▸ **Aim of the exercise**
Reproduce the stretch of records below from the line containing "Tag the rainbow" through the line containing "[(609, 475)]", both lines included and every line in full. Shift each coordinate in the answers by -147.

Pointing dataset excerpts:
....

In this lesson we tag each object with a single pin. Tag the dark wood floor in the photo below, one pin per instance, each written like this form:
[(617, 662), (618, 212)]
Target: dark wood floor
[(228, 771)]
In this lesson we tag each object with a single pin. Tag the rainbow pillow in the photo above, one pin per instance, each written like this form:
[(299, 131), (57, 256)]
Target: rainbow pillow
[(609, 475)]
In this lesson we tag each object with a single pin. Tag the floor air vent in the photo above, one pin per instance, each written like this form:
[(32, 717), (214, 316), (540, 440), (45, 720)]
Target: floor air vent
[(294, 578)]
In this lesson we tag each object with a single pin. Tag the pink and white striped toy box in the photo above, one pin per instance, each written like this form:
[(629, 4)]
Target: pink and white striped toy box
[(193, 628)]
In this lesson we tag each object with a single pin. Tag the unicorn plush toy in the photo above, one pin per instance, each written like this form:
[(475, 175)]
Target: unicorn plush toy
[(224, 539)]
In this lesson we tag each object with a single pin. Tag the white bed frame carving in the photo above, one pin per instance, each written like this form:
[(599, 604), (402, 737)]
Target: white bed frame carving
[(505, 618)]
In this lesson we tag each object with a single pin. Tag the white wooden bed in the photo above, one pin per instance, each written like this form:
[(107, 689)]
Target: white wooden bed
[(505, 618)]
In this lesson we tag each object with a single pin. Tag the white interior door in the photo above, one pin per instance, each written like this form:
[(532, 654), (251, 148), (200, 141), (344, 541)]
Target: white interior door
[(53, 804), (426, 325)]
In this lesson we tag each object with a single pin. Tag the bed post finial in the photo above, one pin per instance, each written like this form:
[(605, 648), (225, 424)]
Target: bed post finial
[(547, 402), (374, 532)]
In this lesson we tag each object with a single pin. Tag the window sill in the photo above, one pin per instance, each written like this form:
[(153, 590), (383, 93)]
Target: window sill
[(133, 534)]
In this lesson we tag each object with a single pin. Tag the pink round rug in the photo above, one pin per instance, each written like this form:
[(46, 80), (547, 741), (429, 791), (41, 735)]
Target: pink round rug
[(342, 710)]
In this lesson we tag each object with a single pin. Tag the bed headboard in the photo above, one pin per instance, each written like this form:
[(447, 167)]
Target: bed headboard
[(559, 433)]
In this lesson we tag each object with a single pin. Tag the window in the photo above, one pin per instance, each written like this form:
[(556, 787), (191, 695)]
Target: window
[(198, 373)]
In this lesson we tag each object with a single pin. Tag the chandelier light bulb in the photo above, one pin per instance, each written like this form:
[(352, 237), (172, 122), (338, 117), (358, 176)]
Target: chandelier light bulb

....

▸ **The completed task**
In this lesson we tag each object with a single pin. Tag the rainbow pillow in the photo above, one pin per instance, each written like this form:
[(299, 131), (57, 256)]
Target: rainbow pillow
[(462, 328)]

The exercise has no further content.